Extract to read
The Irish and UK governments expressed their concern at a travel advisory being issued to US travellers, confidential documents show.

The railway line to Belfast at Connolly Station, Dublin. File photo from 2002.
The railway line to Belfast at Connolly Station, Dublin. File photo from 2002.
Image: PA Archive/PA Images

IRELAND AND THE UK had expressed their opposition to the US issuing a travel advisory following several bomb threats on the Dublin-Belfast line in 1989, arguing that it would represent a “propaganda victory” for the IRA.

An Irish government briefing document sent to the Department of Foreign Affairs said that the British Embassy had been informed that the US State Department would be issuing a travel advisory note about IRA bombs on the Dublin-Belfast railway line. 

The documents were released to the National Archives under the 30-year rule.

Dated 18 August, it says that “our Minister” (presumably Minister for Foreign Affairs Gerry Collins) had called the Irish ambassador to the US Margaret Heckler to express concern about the advisory note.

Source excerpt

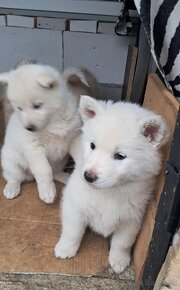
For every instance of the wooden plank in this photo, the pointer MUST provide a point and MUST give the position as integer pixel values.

Aim A
Edit the article on the 1989 travel advisory, starting with "An Irish government" and going on through "the advisory note.", so that "briefing document" is replaced by "memorandum".
Aim B
In the article on the 1989 travel advisory, condense the paragraph that begins "An Irish government briefing document" into one shorter sentence that keeps its main facts.
The listing above comes from a separate source, unrelated to the article on the 1989 travel advisory.

Complete output A
An Irish government memorandum sent to the Department of Foreign Affairs said that the British Embassy had been informed that the US State Department would be issuing a travel advisory note about IRA bombs on the Dublin-Belfast railway line. 

The documents were released to the National Archives under the 30-year rule.

Dated 18 August, it says that “our Minister” (presumably Minister for Foreign Affairs Gerry Collins) had called the Irish ambassador to the US Margaret Heckler to express concern about the advisory note.

Complete output B
An Irish government briefing document sent to the Department of Foreign Affairs reported that the British Embassy had been told the US State Department would issue a travel advisory about IRA bombs on the Dublin-Belfast railway line.